Dataset entries:
== Segment start ==

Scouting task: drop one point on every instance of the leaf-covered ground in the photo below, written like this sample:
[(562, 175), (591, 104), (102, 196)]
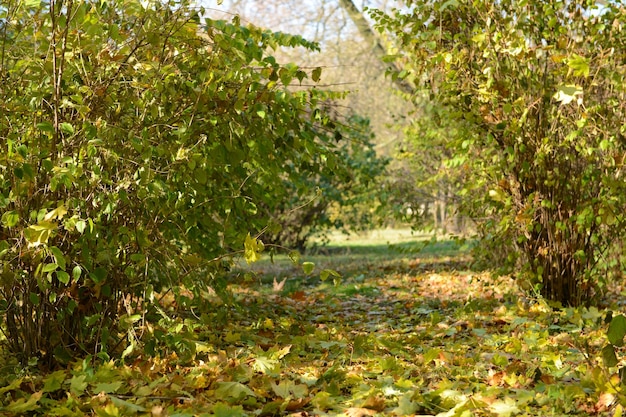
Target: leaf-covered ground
[(399, 335)]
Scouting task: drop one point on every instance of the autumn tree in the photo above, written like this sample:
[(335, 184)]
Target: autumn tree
[(539, 88), (138, 144)]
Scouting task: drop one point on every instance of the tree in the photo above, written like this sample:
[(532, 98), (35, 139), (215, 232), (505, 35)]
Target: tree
[(538, 90), (343, 196), (137, 144)]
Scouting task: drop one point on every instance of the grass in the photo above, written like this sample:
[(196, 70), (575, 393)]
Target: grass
[(402, 333)]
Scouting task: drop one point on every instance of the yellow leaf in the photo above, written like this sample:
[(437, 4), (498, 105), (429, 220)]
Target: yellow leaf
[(252, 249)]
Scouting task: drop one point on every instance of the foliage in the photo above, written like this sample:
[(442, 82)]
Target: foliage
[(137, 145), (401, 337), (424, 186), (538, 90), (343, 195)]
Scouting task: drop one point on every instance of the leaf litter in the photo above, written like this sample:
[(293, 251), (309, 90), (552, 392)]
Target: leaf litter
[(417, 338)]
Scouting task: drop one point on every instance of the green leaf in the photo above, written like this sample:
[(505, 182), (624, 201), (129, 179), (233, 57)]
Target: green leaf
[(58, 257), (617, 330), (294, 256), (225, 410), (123, 403), (317, 74), (67, 128), (45, 126), (234, 390), (39, 233), (252, 249), (63, 277), (76, 272), (308, 267), (107, 387), (10, 218), (406, 405), (54, 381), (23, 405), (78, 385), (609, 356), (329, 272), (568, 93), (579, 65), (80, 226)]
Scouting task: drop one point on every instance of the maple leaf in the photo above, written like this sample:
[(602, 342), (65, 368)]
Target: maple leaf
[(278, 286)]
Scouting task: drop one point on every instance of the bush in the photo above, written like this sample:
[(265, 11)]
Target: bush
[(138, 144), (539, 92)]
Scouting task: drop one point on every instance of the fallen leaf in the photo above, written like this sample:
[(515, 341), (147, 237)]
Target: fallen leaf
[(278, 286), (359, 412)]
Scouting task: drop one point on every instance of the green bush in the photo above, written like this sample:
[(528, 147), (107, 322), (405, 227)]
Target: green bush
[(536, 90), (137, 144)]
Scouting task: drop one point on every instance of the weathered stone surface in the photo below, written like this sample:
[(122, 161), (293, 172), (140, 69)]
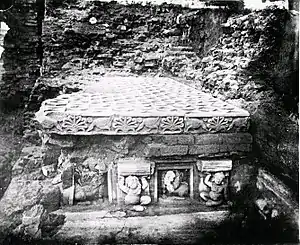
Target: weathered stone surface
[(266, 182), (177, 228), (164, 150), (207, 139), (204, 149), (235, 147)]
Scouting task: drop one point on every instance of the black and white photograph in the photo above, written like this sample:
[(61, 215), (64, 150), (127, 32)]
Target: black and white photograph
[(149, 122)]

== Segment end ==

* **Requirement**
Output the lines of the data exactly, starting at the first and ending with the line that has "[(532, 98), (35, 139), (215, 232), (505, 35)]". Pictures are not part of it.

* **Solution to the exercise**
Scouting task: drop one point on every instance of the leaf-covered ground in the photo below, written like this sample:
[(562, 175), (591, 104), (102, 196)]
Target: leaf-covered ground
[(399, 335)]
Scouting task: drop one point on every instance of the autumn tree in the photo above, written like this sample:
[(335, 184)]
Target: autumn tree
[(539, 88), (138, 144)]
Scouting task: drop one point on every instance of the tree in the photo above, written like this sample:
[(532, 98), (35, 139), (215, 232), (505, 35)]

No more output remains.